Image point grounding data:
++++++++
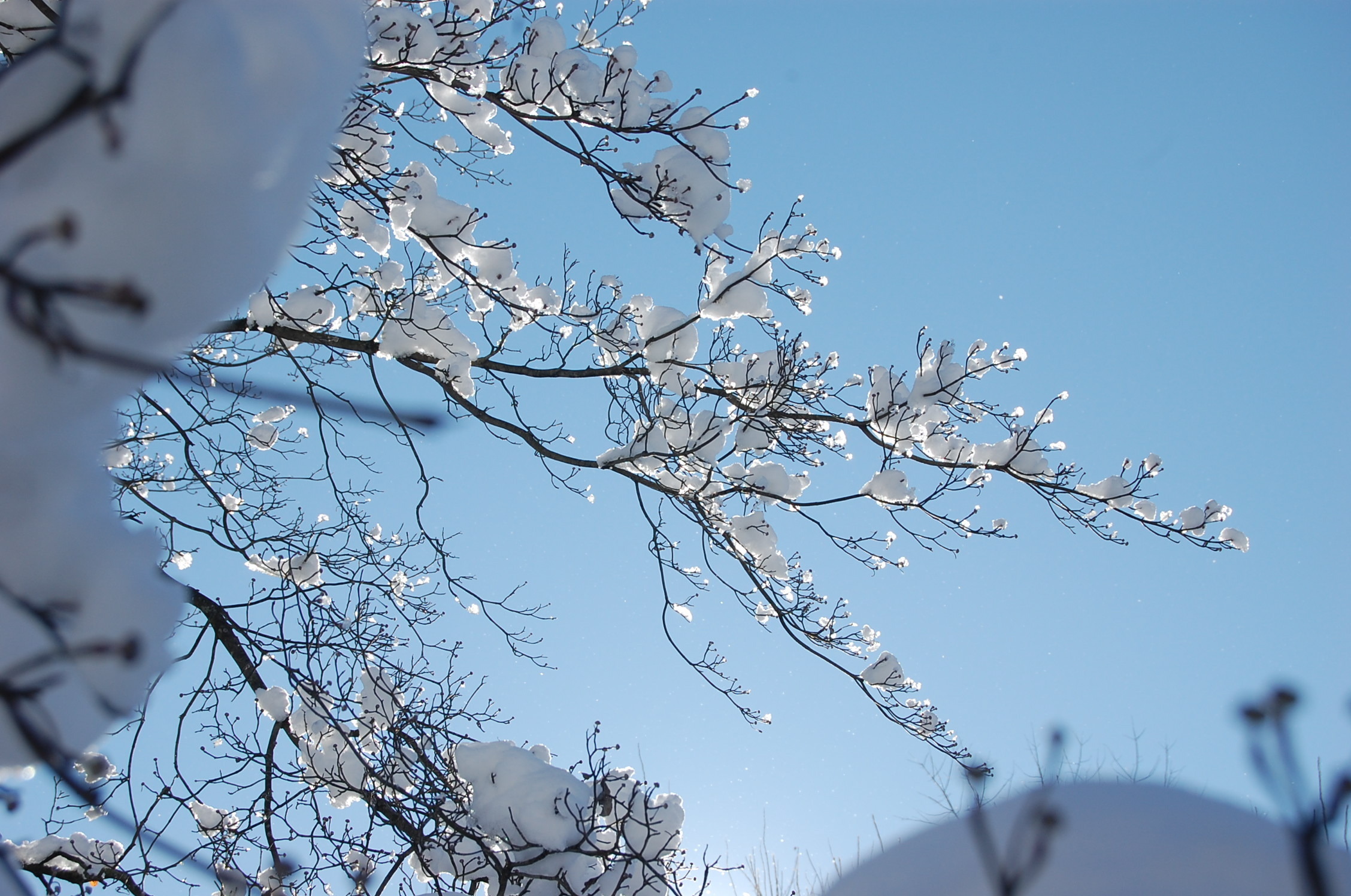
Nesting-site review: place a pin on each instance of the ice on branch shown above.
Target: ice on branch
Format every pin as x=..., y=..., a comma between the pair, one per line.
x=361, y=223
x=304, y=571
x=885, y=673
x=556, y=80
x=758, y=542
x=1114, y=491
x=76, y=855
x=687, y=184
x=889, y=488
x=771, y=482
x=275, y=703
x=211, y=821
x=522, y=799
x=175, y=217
++++++++
- [ABOUT THIS TASK]: Please give the data again in full, exactly as written, but without any images.

- [TASK OUTPUT]:
Nesting-site review: place a pin on each instance of the ice on branch shown above.
Target: ice on branch
Format every pin as x=..., y=..., a comma between the pair, one per line.
x=361, y=223
x=304, y=571
x=885, y=673
x=556, y=80
x=758, y=542
x=1114, y=491
x=76, y=855
x=687, y=184
x=889, y=488
x=771, y=482
x=275, y=703
x=211, y=821
x=522, y=799
x=175, y=217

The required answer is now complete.